Exercises
• 1. According to the passage on the parallel implementation of the block splitting algorithm, which steps require communication?
• 2. Extend the passage on the parallel implementation of the block splitting algorithm, picking up right after its last sentence.

Here, the \(x_{ij}^{k+1}\) and \(\tilde{y}_{ij}\) variables have been eliminated. The solution can be obtained via \(x^\star = (x_1^{k+1/2}, \dots , x_N^{k+1/2})\). See Appendix B for details on how to obtain this simplified form from the original algorithm. In the sequel, we refer to (9) as the block splitting algorithm.

4.4 Parallel implementation

Parallelism.    Several of the steps in (9) can be carried out independently in parallel. The first three steps can all be performed in parallel: Each of the \(M\) \(y_i^{k+1/2}\)’s, the \(N\) \(x_j^{k+1/2}\)’s, and the \(MN\) (\(x_{ij}^{k+1/2}, y_{ij}^{k+1/2}\)) pairs can all be updated separately. Similarly, each of the \(N\) averaging and \(M\) exchange operations can be carried out independently in parallel, and the final three steps can also be carried out independently in parallel. Overall, the algorithm thus involves three distinct stages, each of which corresponds to one of the three updates in ADMM. Intuitively, the \(\mathbf{avg}\) and \(\mathbf{exch}\) operations coordinate the local variables to move towards the global solution.

Communication.    We use a total of \(MN\) processes split across some number of machines. For example, we may want each process on a separate machine, in which case \(MN\) machines are required; alternatively, each process may use a distinct core, in which case multiple processes would run on the same machine. Only the averaging and exchange steps require communication. The averaging step communicates within each block column (but not across columns), and the exchange step communicates within block rows (but not across rows). This is portrayed diagrammatically in Fig. 1. The main collaborative component in computing both is summing a set of vectors, so both can be implemented via reduce operations in parallel programming frameworks like MPI; averaging involves \(N\) reduce steps run in parallel and exchange involves \(M\) reduce steps.

Fig. 1
figure 1

Diagram of which nodes perform computations in which steps in each iteration. Red is \(x\) and blue is \(y\); the extra column on the right is for \(y_i\) and the extra row at the bottom is for \(x_j\) (square rather than circular dots). The only omitted step, the dual update, splits completely (color figure online)

Information provided
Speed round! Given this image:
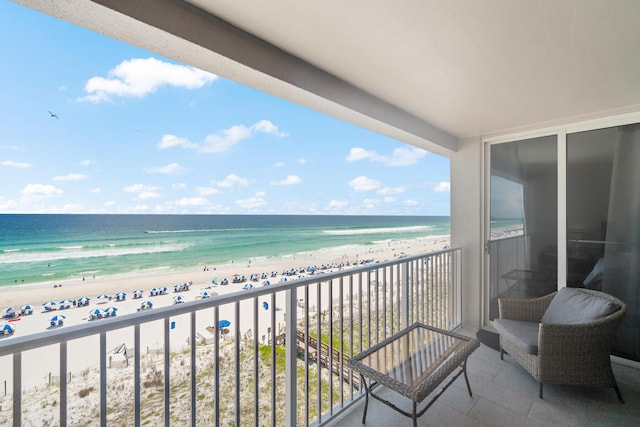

Answers to the exercises
• 1. Only the averaging and exchange steps require communication.

• 2.
Allreduce.    The only communication step needed is computing the elementwise sum of a set of vectors and depositing the result on each of a set of processes. This functionality is provided by a function often referred to as Allreduce. Explicitly, suppose each of \(m\) processes has a local copy of a variable \(x \in \mathbf{R}^n\). Then calling Allreduce with argument \(x\) in each of the \(m\) processes will (efficiently) compute the elementwise sum of the \(m\) copies of \(x\) and then deposit the result on each of the \(m\) processes. The function Allreduce is a standard MPI primitive, but an implementation of Allreduce compatible with Hadoop clusters is also available in Vowpal Wabbit [16].

4.5 Block sparsity

Suppose an entire block \(A_{ij}\) is zero, i.e., that \(A\) is block sparse. In this case, we can use a slightly modified problem transformation that introduces fewer auxiliary variables; the approach can be viewed as a form of general form consensus [1, §7.2]. In other words, each subsystem should handle only its block of data and only the subset of variables that are relevant for that block of data. It is also possible to exploit other types of structure at the block level, though we focus on this case here.

Let \(\mathbf{M}_j\) and \(\mathbf{N}_i\) be the sets of indices of nonzero blocks in block column \(j\) and block row \(i\), respectively. In other words, \(|\mathbf{M}_j| = M\) if block column \(j\) has no zero blocks, and \(|\mathbf{N}_i| = N\) if block row \(i\) has no zero blocks. We assume that each \(\mathbf{M}_j\) and \(\mathbf{N}_i\) is nonempty, since otherwise \(A\) itself has zero rows or columns.

The problem (1) can be written

$$\begin{aligned} \begin{array}{ll} \hbox {minimize} &{} {\mathop \sum \limits _{i=1}^M} f_i(y_i) + {\mathop \sum \limits _{j=1}^N} g_j(x_j)\\ \hbox {subject to} &{} y_i = {\mathop \sum \limits _{j \in \mathbf{N}_i}} A_{ij} x_j, \quad i=1,\ldots , M. \end{array} \end{aligned}$$

Introducing auxiliary variables \(x_{ij}\) and \(y_{ij}\), the problem can then be written

$$\begin{aligned} \begin{array}{ll} \hbox {minimize} &{}{\mathop \sum \limits _{i=1}^M} f_i(y_i) + {\mathop \sum \limits _{j=1}^N} g_j(x_j) + {\mathop \sum \limits _{i=1}^M} {\mathop \sum \limits _{j \in \mathbf{N}_i}} I_{ij}(x_{ij}, y_{ij}) \\ \hbox {subject to} &{} x_j = x_{ij}, \quad i=1,\ldots , M, \quad j \in \mathbf{N}_i, \\ &{} y_i = {\mathop \sum \limits _{j \in \mathbf{N}_i}} y_{ij}, \quad i=1, \ldots , M, \end{array} \end{aligned}$$

where \(I_{ij}\) is defined as above. This means that we only introduce auxiliary variables \(x_{ij}\) and \(y_{ij}\) for each nonzero block \(A_{ij}\), rather than \(MN\) many as before. The consensus constraint \(x_j = x_{ij}\) now only constrains the \(x_{ij}\) for each nonzero block in column \(j\) to equal \(x_j\), and the exchange constraint only requires the nonzero \(y_{ij}\) in a given block row to sum to \(y_i\).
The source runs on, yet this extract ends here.